[Object location annotation data]
# # # #

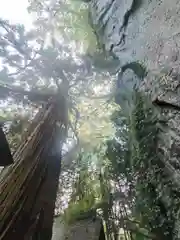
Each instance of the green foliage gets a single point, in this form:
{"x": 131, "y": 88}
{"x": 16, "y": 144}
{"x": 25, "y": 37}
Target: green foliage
{"x": 80, "y": 210}
{"x": 135, "y": 157}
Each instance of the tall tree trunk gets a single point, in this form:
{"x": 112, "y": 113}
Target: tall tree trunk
{"x": 28, "y": 187}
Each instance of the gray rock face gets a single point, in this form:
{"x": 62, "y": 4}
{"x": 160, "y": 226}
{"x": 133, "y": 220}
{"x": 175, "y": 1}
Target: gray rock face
{"x": 145, "y": 30}
{"x": 149, "y": 31}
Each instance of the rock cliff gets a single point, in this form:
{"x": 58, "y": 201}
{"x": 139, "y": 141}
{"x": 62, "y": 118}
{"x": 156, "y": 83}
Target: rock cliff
{"x": 148, "y": 31}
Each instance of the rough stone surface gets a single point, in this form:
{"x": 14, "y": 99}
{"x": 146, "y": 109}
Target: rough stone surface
{"x": 149, "y": 33}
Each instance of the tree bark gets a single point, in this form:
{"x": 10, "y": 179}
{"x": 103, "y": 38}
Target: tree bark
{"x": 28, "y": 187}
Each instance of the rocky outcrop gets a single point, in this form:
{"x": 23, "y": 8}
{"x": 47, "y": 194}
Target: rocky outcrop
{"x": 148, "y": 31}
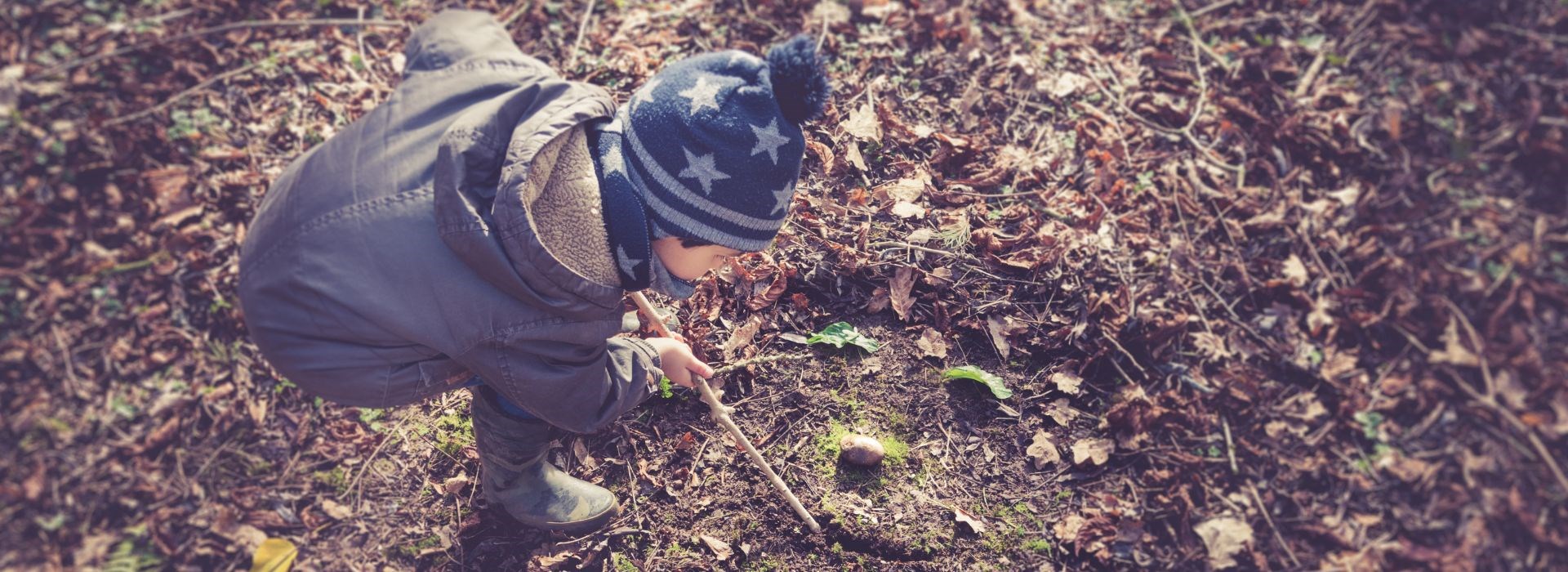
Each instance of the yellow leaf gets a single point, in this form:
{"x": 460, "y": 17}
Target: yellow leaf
{"x": 274, "y": 555}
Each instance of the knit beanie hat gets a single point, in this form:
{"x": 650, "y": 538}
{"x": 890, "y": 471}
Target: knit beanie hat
{"x": 712, "y": 143}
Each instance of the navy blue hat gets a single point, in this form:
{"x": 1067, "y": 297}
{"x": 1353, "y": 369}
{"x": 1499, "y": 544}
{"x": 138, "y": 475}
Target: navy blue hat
{"x": 712, "y": 143}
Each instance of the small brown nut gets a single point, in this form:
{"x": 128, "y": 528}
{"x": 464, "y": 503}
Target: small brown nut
{"x": 862, "y": 450}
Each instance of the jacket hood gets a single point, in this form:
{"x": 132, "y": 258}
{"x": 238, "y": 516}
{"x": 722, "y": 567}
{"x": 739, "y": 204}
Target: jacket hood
{"x": 485, "y": 184}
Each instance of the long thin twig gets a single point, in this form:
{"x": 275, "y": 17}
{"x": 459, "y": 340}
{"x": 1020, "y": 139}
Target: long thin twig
{"x": 216, "y": 29}
{"x": 192, "y": 90}
{"x": 720, "y": 414}
{"x": 582, "y": 29}
{"x": 1264, "y": 510}
{"x": 756, "y": 361}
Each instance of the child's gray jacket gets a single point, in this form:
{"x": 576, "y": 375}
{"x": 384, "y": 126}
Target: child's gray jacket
{"x": 455, "y": 229}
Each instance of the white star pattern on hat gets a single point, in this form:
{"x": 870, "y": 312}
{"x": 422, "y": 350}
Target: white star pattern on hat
{"x": 613, "y": 162}
{"x": 768, "y": 140}
{"x": 703, "y": 170}
{"x": 702, "y": 95}
{"x": 647, "y": 95}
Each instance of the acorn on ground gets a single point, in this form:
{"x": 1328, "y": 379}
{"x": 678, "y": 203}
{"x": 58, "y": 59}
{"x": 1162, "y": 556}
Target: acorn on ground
{"x": 862, "y": 450}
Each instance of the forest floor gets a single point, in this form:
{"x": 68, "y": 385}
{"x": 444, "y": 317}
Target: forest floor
{"x": 1274, "y": 284}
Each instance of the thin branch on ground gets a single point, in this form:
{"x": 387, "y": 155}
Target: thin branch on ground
{"x": 218, "y": 29}
{"x": 199, "y": 87}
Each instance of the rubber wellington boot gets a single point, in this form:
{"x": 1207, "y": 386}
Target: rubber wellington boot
{"x": 516, "y": 476}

# # # #

§ **The request**
Change every "gets a single point" in the data above to "is marked with one point" and keep all other text the same. Leave the pictures out of your answer.

§ **Task answer**
Each instance of the green foliage is marked with one point, in this form:
{"x": 131, "y": 88}
{"x": 16, "y": 144}
{"x": 25, "y": 37}
Target: green foliage
{"x": 80, "y": 210}
{"x": 135, "y": 157}
Each instance of the tall tree trunk is marked with one point, in this form:
{"x": 112, "y": 113}
Target: tall tree trunk
{"x": 28, "y": 187}
Each instance of the gray rock face is marked with one point, in this form:
{"x": 62, "y": 4}
{"x": 160, "y": 226}
{"x": 133, "y": 220}
{"x": 175, "y": 1}
Target: gray rock face
{"x": 145, "y": 30}
{"x": 149, "y": 31}
Each instance of the rock cliff is marked with one point, in this form:
{"x": 58, "y": 201}
{"x": 139, "y": 141}
{"x": 62, "y": 118}
{"x": 156, "y": 83}
Target: rock cliff
{"x": 148, "y": 31}
Each instance of the rough stone surface is marked with one point, in this form:
{"x": 14, "y": 99}
{"x": 146, "y": 109}
Target: rough stone surface
{"x": 149, "y": 33}
Each instance of the tree bark is marked with one point, in this form:
{"x": 10, "y": 179}
{"x": 103, "y": 38}
Target: tree bark
{"x": 28, "y": 187}
Each instance of the rocky outcrop is marked with one point, in this form:
{"x": 23, "y": 8}
{"x": 47, "y": 194}
Target: rocky outcrop
{"x": 148, "y": 31}
Each instance of the yellow leaf is marked with one point, in this form:
{"x": 460, "y": 17}
Target: yellow leaf
{"x": 274, "y": 555}
Each instance of the knit beanie hat is marked with one point, in this form:
{"x": 650, "y": 538}
{"x": 890, "y": 471}
Target: knit beanie hat
{"x": 712, "y": 143}
Each instance of the navy blue hat is marked with one point, in this form:
{"x": 1067, "y": 297}
{"x": 1353, "y": 369}
{"x": 1499, "y": 544}
{"x": 138, "y": 475}
Target: navy blue hat
{"x": 712, "y": 143}
Each instance of the small brown nut is marked with one point, in this form:
{"x": 128, "y": 528}
{"x": 464, "y": 503}
Target: small brown nut
{"x": 862, "y": 450}
Each instance of the jacket hood is marked with one point, in this form:
{"x": 132, "y": 258}
{"x": 238, "y": 516}
{"x": 722, "y": 567}
{"x": 739, "y": 204}
Target: jacket hood
{"x": 485, "y": 184}
Each instance of the long thin twig is marked with one point, in this form:
{"x": 275, "y": 17}
{"x": 459, "y": 340}
{"x": 1020, "y": 139}
Target: long thin twig
{"x": 216, "y": 29}
{"x": 192, "y": 90}
{"x": 720, "y": 414}
{"x": 582, "y": 29}
{"x": 1264, "y": 510}
{"x": 756, "y": 361}
Each instance of the child's gray jacket is marked with one point, in this form:
{"x": 576, "y": 375}
{"x": 384, "y": 126}
Target: child's gray jacket
{"x": 455, "y": 229}
Each instance of the white star pattern on hat is marked with one point, in this form:
{"x": 870, "y": 312}
{"x": 422, "y": 350}
Target: white star pattern on hat
{"x": 613, "y": 162}
{"x": 768, "y": 140}
{"x": 703, "y": 170}
{"x": 702, "y": 95}
{"x": 647, "y": 95}
Each instance of the acorn on ground is marked with one point, in this form:
{"x": 1328, "y": 379}
{"x": 678, "y": 203}
{"x": 58, "y": 59}
{"x": 1162, "y": 556}
Target: acorn on ground
{"x": 862, "y": 450}
Each instance of the forest floor is marked with one point, in this form:
{"x": 68, "y": 385}
{"x": 444, "y": 317}
Target: forest floor
{"x": 1274, "y": 284}
Each instance of the thin branch on ground is marked with one point, in this form:
{"x": 387, "y": 155}
Target: thin branch on ground
{"x": 218, "y": 29}
{"x": 199, "y": 87}
Each instance of the rubber wellington boot is marked with one point, in this form:
{"x": 1207, "y": 386}
Target: rubber wellington boot
{"x": 516, "y": 476}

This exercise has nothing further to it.